- [Source passage]
>> Begin

CRITICAL NOTES

Romans 10:20.—εὑρέθην, I was found; used of God when exciting men by His benefits to seek and worship Him.

Romans 10:21.—Eben Ezra informs us that Moses Hacoben said Romans 10:20 is to be understood of the nations of the world, as if it had been said, I am found of nations which are not called by My name, but to My people have I stretched out My hands; and so the apostle interprets and applies the words here. ἀντιλέγοντα.—The very word used by the Jews at Rome to describe the treatment received by the gospel from themselves—i.e., gainsaying. Moses declares that a despised nation may become beloved.

MAIN HOMILETICS OF THE PARAGRAPH.— Romans 10:18

Rejected Israel without excuse.—St. Paul, while establishing his own argument, throws blame upon Israel. If the new gospel be so good, and if it have been widely preached, why so little reception? Old questions which are still being asked. St. Paul shows that rejection is in harmony with prophetic utterance. Rejecters disobey to their own damage, and will be left without excuse. The word is preached, the blessed sound goes forth, but Israel rejects. The preacher must do his work, though few be saved. The preacher must hold on his course, though moderns say, Why all this preaching? We know as much as the preacher. If they know, they do not evidence their knowledge by their practice. If they know and do, let them support the preacher who carries the message of life to the not-knowing ones. If they know, let them listen to the preacher who strives to extend their knowledge, to quicken the heart. Perhaps we need more heart work in these days. Emotional preachers may have a special work in these times of increasing knowledge.

I. Divine wooing.—A strange reversion. God woos man, and man should woo God. The prophet represents God as standing with stretched-forth hands. The prophet is here strongly anthropomorphic. The eternal Spirit is likened unto a human father or mother stretching forth hands to a wayward child. Does not the divine Prophet teach somewhat of the same in the parable of the prodigal son? The eternal Father sends out His love to woo back the prodigals from their wretchedness. Love sends forth its messengers. As the heavens and their hosts proclaim God’s existence and perfections to the whole universe, and, mute as they are, make their voices re-echo in the hearts of all men, so, says St. Paul, with a sort of enthusiasm at the memory of his own ministry, the voice of the preachers of the gospel has sounded in all countries and in all the cities of the world.

>> End

- [Task list]
1) How would you render this sentence from the Romans commentary in Spanish: "Love sends forth its messengers."
2) Can you give the Romans commentary again, starting with "CRITICAL NOTES" and going on through "may become beloved.", and switch "gainsaying" to "contradicting"?
3) Can you continue the Romans commentary from where it stops?
The material that follows is separate from the Romans commentary.

- [Dataset section]
>> Begin

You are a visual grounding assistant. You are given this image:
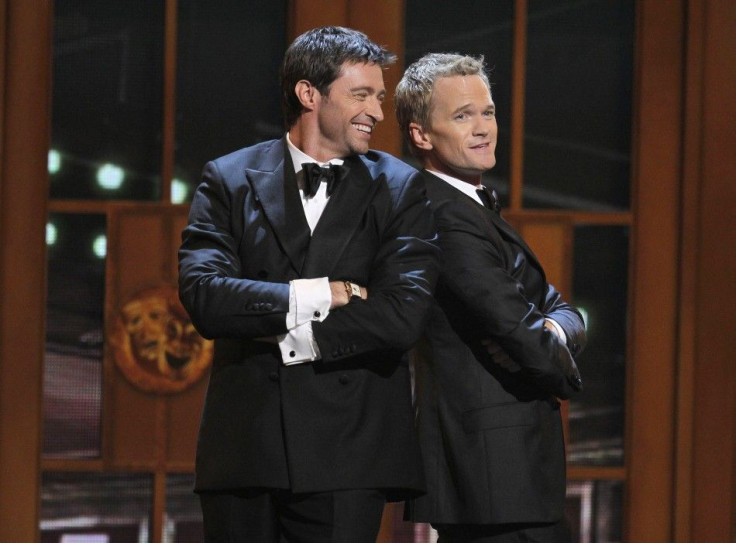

>> End

- [Responses for each task]
1) El amor envía a sus mensajeros.

2)
CRITICAL NOTES

Romans 10:20.—εὑρέθην, I was found; used of God when exciting men by His benefits to seek and worship Him.

Romans 10:21.—Eben Ezra informs us that Moses Hacoben said Romans 10:20 is to be understood of the nations of the world, as if it had been said, I am found of nations which are not called by My name, but to My people have I stretched out My hands; and so the apostle interprets and applies the words here. ἀντιλέγοντα.—The very word used by the Jews at Rome to describe the treatment received by the gospel from themselves—i.e., contradicting. Moses declares that a despised nation may become beloved.

3)
II. Divine retaliation.—The law of nature is the law of God. Like is returned by like. Reject the good, and the good rejects; reject the Stone of salvation, and it becomes a stone of destruction. “On whomsoever this stone shall fall,” etc. “I will provoke you to jealousy.” Strong expressions from the mouth of infinite Love. A foolish nation will anger an over-wise, a self-righteous, and a confident nation. How often the no-people anger the people of high looks and lofty mien! As the wheel of time turns the nobodies become the somebodies, even in social spheres. Foolish nations become the ruling nations. God’s fools will reign everlastingly. Israel rejects, and Israel is forsaken. The Church leaves its first works, and the candlestick is removed out of its place. Let modern Churches take warning. We sometimes fear that the divine candle is not burning brightly in our modern Christianity. Awful will be the doom if Anglo-Saxon Israel is provoked to jealousy by them that are no-people, and moved to anger by a foolish nation being blessed.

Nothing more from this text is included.